**Task prompt:** Which lines of the records below contain the word "white"? Copy each of them out.

**Data to examine:**
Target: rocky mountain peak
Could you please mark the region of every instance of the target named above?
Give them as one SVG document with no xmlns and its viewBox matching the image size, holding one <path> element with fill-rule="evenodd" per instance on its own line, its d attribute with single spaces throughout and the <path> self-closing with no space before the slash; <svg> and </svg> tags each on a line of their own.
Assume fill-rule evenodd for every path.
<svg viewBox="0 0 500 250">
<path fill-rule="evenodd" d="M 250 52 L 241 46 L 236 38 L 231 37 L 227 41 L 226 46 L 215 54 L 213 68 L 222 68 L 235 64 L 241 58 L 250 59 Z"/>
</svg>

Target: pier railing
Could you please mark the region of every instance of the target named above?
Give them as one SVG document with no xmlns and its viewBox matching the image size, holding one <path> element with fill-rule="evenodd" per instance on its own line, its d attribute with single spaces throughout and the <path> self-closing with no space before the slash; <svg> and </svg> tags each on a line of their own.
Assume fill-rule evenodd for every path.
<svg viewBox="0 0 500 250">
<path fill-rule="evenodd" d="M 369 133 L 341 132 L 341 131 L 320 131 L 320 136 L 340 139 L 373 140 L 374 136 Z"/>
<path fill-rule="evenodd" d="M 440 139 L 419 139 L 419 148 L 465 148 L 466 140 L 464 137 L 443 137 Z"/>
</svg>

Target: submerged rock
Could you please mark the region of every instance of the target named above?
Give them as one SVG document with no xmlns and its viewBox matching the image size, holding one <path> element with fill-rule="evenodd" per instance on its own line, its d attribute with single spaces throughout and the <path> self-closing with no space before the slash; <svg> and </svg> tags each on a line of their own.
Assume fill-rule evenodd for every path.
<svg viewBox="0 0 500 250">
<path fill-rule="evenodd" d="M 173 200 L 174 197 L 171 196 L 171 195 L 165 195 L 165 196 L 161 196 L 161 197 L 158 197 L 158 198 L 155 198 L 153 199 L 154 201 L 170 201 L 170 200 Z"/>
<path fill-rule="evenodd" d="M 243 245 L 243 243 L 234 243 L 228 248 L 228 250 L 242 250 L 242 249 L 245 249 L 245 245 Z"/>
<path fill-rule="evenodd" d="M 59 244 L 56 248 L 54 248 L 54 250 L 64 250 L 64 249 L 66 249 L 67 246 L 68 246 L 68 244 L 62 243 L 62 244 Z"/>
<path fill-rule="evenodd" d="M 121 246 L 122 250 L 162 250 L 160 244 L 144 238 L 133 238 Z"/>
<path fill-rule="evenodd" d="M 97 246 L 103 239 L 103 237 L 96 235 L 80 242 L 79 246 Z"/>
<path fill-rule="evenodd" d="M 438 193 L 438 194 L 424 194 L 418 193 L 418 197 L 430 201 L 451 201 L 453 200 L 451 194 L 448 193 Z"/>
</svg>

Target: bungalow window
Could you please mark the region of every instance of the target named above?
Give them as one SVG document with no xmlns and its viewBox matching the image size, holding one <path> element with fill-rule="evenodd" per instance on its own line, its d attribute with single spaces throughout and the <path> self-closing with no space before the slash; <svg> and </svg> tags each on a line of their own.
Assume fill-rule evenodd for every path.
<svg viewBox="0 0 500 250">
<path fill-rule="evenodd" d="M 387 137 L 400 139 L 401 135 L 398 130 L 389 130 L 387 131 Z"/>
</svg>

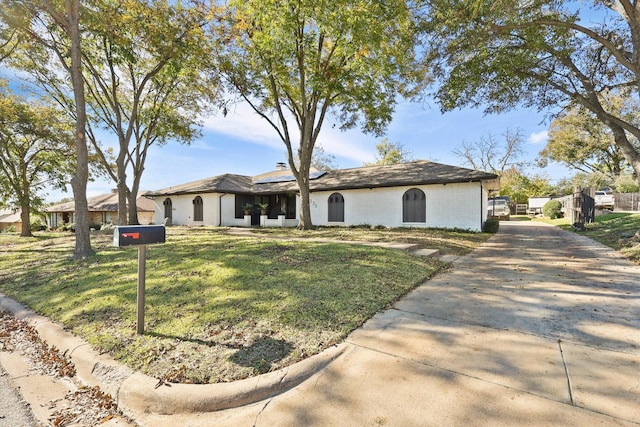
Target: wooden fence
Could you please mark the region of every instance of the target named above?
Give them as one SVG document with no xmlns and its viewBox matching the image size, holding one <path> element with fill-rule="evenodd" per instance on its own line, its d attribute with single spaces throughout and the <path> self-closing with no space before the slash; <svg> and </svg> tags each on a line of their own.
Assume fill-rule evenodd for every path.
<svg viewBox="0 0 640 427">
<path fill-rule="evenodd" d="M 582 226 L 594 221 L 596 215 L 595 201 L 587 191 L 576 191 L 569 196 L 555 200 L 562 203 L 564 217 L 570 218 L 572 224 Z"/>
<path fill-rule="evenodd" d="M 614 211 L 640 211 L 640 193 L 616 193 Z"/>
</svg>

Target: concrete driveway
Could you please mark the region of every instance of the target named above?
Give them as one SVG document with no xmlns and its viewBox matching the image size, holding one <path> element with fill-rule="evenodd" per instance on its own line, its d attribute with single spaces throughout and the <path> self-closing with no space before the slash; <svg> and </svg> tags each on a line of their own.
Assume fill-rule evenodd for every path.
<svg viewBox="0 0 640 427">
<path fill-rule="evenodd" d="M 639 289 L 640 267 L 590 239 L 502 222 L 298 387 L 181 425 L 638 425 Z"/>
</svg>

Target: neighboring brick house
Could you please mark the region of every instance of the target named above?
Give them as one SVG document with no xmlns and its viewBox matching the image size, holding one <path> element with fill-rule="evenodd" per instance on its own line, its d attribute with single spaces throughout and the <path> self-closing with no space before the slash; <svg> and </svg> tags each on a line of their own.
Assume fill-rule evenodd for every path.
<svg viewBox="0 0 640 427">
<path fill-rule="evenodd" d="M 480 231 L 497 176 L 429 161 L 316 171 L 310 176 L 311 221 L 321 226 L 459 228 Z M 489 188 L 491 187 L 491 188 Z M 151 191 L 155 222 L 176 225 L 298 224 L 300 197 L 291 171 L 255 177 L 225 174 Z M 245 206 L 252 206 L 245 215 Z M 261 215 L 259 204 L 268 204 Z"/>
<path fill-rule="evenodd" d="M 89 205 L 89 224 L 98 227 L 111 222 L 118 224 L 118 192 L 87 198 Z M 145 193 L 138 193 L 137 198 L 138 221 L 140 224 L 153 224 L 155 204 L 145 197 Z M 75 204 L 73 201 L 49 206 L 45 210 L 47 225 L 51 228 L 62 227 L 64 224 L 75 222 Z"/>
<path fill-rule="evenodd" d="M 22 218 L 20 215 L 22 210 L 18 209 L 14 211 L 13 209 L 0 209 L 0 231 L 5 231 L 7 229 L 20 231 L 22 228 Z"/>
</svg>

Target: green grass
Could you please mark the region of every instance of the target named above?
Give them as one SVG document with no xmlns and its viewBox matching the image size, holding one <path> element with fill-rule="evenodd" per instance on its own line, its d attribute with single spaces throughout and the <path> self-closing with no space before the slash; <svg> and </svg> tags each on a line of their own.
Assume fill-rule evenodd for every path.
<svg viewBox="0 0 640 427">
<path fill-rule="evenodd" d="M 640 240 L 635 237 L 639 230 L 640 214 L 611 213 L 596 216 L 595 222 L 587 224 L 581 233 L 640 264 Z"/>
<path fill-rule="evenodd" d="M 551 219 L 551 218 L 547 218 L 547 217 L 544 217 L 544 216 L 540 216 L 540 217 L 532 218 L 532 221 L 544 222 L 544 223 L 551 224 L 551 225 L 557 225 L 559 227 L 572 228 L 571 227 L 571 219 L 570 218 Z"/>
<path fill-rule="evenodd" d="M 147 249 L 145 334 L 135 334 L 137 249 L 96 233 L 71 260 L 68 234 L 0 234 L 0 292 L 62 323 L 96 349 L 168 381 L 234 381 L 342 341 L 445 265 L 403 251 L 291 237 L 412 241 L 462 254 L 483 233 L 443 230 L 167 230 Z M 283 239 L 276 239 L 276 238 Z"/>
<path fill-rule="evenodd" d="M 584 231 L 577 231 L 569 218 L 535 218 L 534 221 L 546 222 L 565 230 L 583 234 L 591 239 L 619 251 L 622 255 L 640 264 L 640 241 L 635 233 L 640 230 L 640 214 L 611 213 L 598 215 L 595 222 L 586 224 Z"/>
</svg>

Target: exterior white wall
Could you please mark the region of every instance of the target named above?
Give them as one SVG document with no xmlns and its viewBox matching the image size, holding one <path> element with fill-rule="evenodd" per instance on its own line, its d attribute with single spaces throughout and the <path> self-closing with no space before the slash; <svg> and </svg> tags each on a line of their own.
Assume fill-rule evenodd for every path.
<svg viewBox="0 0 640 427">
<path fill-rule="evenodd" d="M 220 224 L 220 196 L 219 193 L 185 194 L 171 196 L 171 206 L 173 208 L 171 224 L 173 225 L 219 225 Z M 202 197 L 202 221 L 193 220 L 193 199 Z M 229 197 L 229 196 L 227 196 Z M 155 223 L 164 224 L 164 201 L 167 197 L 156 197 Z"/>
<path fill-rule="evenodd" d="M 426 222 L 402 222 L 402 196 L 419 188 L 426 197 Z M 314 225 L 460 228 L 480 231 L 486 219 L 486 192 L 479 182 L 432 184 L 338 191 L 344 197 L 344 222 L 329 222 L 328 201 L 334 191 L 311 194 Z"/>
<path fill-rule="evenodd" d="M 402 222 L 402 196 L 419 188 L 426 196 L 426 222 Z M 338 191 L 344 197 L 344 222 L 329 222 L 329 196 L 335 191 L 311 193 L 311 220 L 321 226 L 355 226 L 368 224 L 385 227 L 459 228 L 481 231 L 487 219 L 487 191 L 479 182 L 432 184 Z M 198 194 L 171 196 L 175 225 L 209 225 L 244 227 L 244 218 L 235 218 L 234 194 L 199 194 L 203 200 L 203 221 L 193 221 L 193 199 Z M 165 197 L 154 199 L 155 223 L 164 223 Z M 220 213 L 222 221 L 220 221 Z M 298 225 L 300 197 L 296 198 L 296 219 L 284 221 L 285 227 Z M 264 226 L 282 227 L 278 219 L 264 219 Z"/>
</svg>

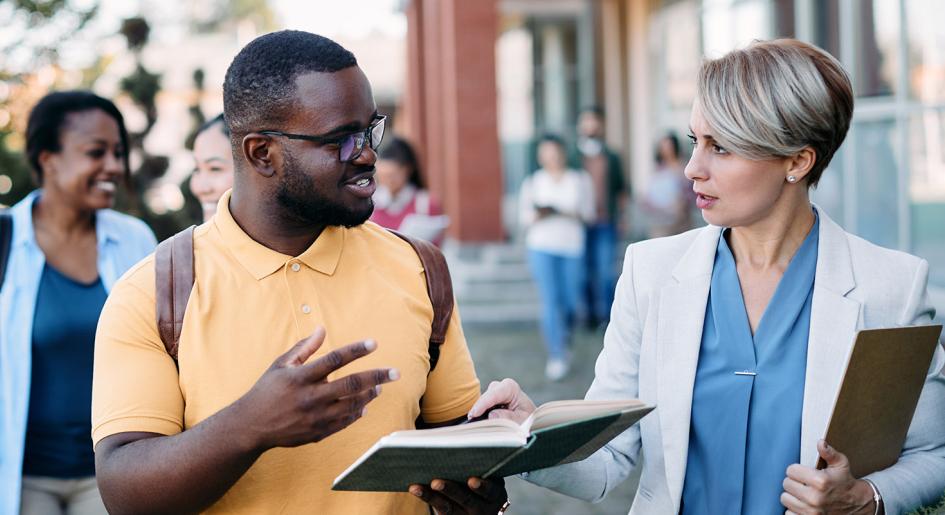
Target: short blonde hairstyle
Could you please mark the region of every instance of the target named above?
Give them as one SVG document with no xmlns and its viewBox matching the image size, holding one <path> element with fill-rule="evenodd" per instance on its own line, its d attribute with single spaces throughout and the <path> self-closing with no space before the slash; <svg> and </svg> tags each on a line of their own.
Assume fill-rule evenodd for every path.
<svg viewBox="0 0 945 515">
<path fill-rule="evenodd" d="M 853 87 L 840 63 L 796 39 L 755 41 L 702 63 L 697 102 L 718 143 L 749 159 L 811 147 L 817 184 L 853 117 Z"/>
</svg>

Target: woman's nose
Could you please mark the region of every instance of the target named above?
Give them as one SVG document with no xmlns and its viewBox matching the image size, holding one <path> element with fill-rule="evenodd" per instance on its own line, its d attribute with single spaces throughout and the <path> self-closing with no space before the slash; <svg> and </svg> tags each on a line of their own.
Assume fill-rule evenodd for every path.
<svg viewBox="0 0 945 515">
<path fill-rule="evenodd" d="M 117 175 L 123 174 L 125 172 L 124 156 L 107 152 L 105 154 L 105 171 Z"/>
<path fill-rule="evenodd" d="M 209 188 L 209 181 L 205 181 L 200 172 L 194 172 L 190 176 L 190 191 L 194 195 L 199 195 L 206 192 Z"/>
<path fill-rule="evenodd" d="M 698 150 L 693 151 L 692 157 L 689 158 L 689 163 L 686 164 L 685 170 L 686 178 L 690 181 L 700 181 L 708 178 L 708 174 L 705 170 L 705 165 L 702 162 L 700 153 Z"/>
</svg>

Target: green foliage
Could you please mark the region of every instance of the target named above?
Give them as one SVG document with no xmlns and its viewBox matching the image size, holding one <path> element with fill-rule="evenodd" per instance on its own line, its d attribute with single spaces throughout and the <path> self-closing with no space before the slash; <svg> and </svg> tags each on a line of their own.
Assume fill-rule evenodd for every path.
<svg viewBox="0 0 945 515">
<path fill-rule="evenodd" d="M 151 35 L 151 26 L 148 25 L 147 20 L 136 16 L 123 21 L 119 32 L 121 32 L 122 36 L 125 36 L 129 49 L 139 51 L 148 44 L 148 36 Z"/>
<path fill-rule="evenodd" d="M 86 10 L 75 9 L 68 0 L 13 0 L 12 4 L 10 17 L 0 19 L 0 27 L 29 30 L 0 47 L 0 54 L 9 56 L 14 49 L 27 48 L 35 57 L 34 65 L 56 62 L 59 48 L 68 45 L 99 12 L 98 2 Z"/>
<path fill-rule="evenodd" d="M 194 32 L 223 32 L 233 30 L 234 24 L 250 20 L 261 32 L 278 28 L 276 15 L 267 0 L 204 0 L 209 15 L 192 20 Z"/>
</svg>

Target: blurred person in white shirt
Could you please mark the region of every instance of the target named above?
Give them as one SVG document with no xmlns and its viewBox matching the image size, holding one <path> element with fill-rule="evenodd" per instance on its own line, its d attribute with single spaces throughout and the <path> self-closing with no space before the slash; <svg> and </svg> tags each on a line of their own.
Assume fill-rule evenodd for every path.
<svg viewBox="0 0 945 515">
<path fill-rule="evenodd" d="M 585 225 L 594 217 L 594 190 L 586 172 L 568 168 L 557 136 L 539 141 L 538 163 L 541 168 L 522 183 L 519 215 L 541 296 L 545 375 L 557 381 L 569 369 L 567 347 L 583 284 Z"/>
</svg>

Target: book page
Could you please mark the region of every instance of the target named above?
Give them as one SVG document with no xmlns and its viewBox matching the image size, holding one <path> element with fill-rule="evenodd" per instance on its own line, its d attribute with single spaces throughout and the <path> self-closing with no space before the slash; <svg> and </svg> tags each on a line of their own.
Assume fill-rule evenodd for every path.
<svg viewBox="0 0 945 515">
<path fill-rule="evenodd" d="M 644 403 L 637 399 L 552 401 L 539 406 L 528 420 L 522 423 L 522 426 L 530 431 L 537 431 L 565 422 L 593 418 L 643 405 Z"/>
<path fill-rule="evenodd" d="M 382 447 L 484 447 L 525 445 L 528 432 L 507 419 L 487 419 L 468 424 L 397 431 L 382 438 Z"/>
</svg>

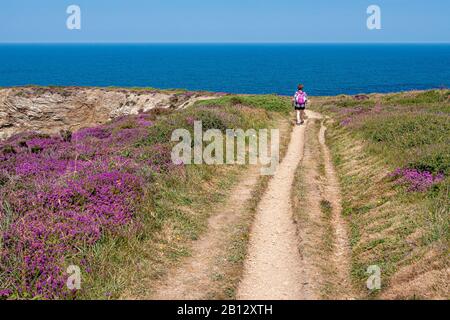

**Problem solution:**
Target: exterior white wall
Target: blurred person in white shirt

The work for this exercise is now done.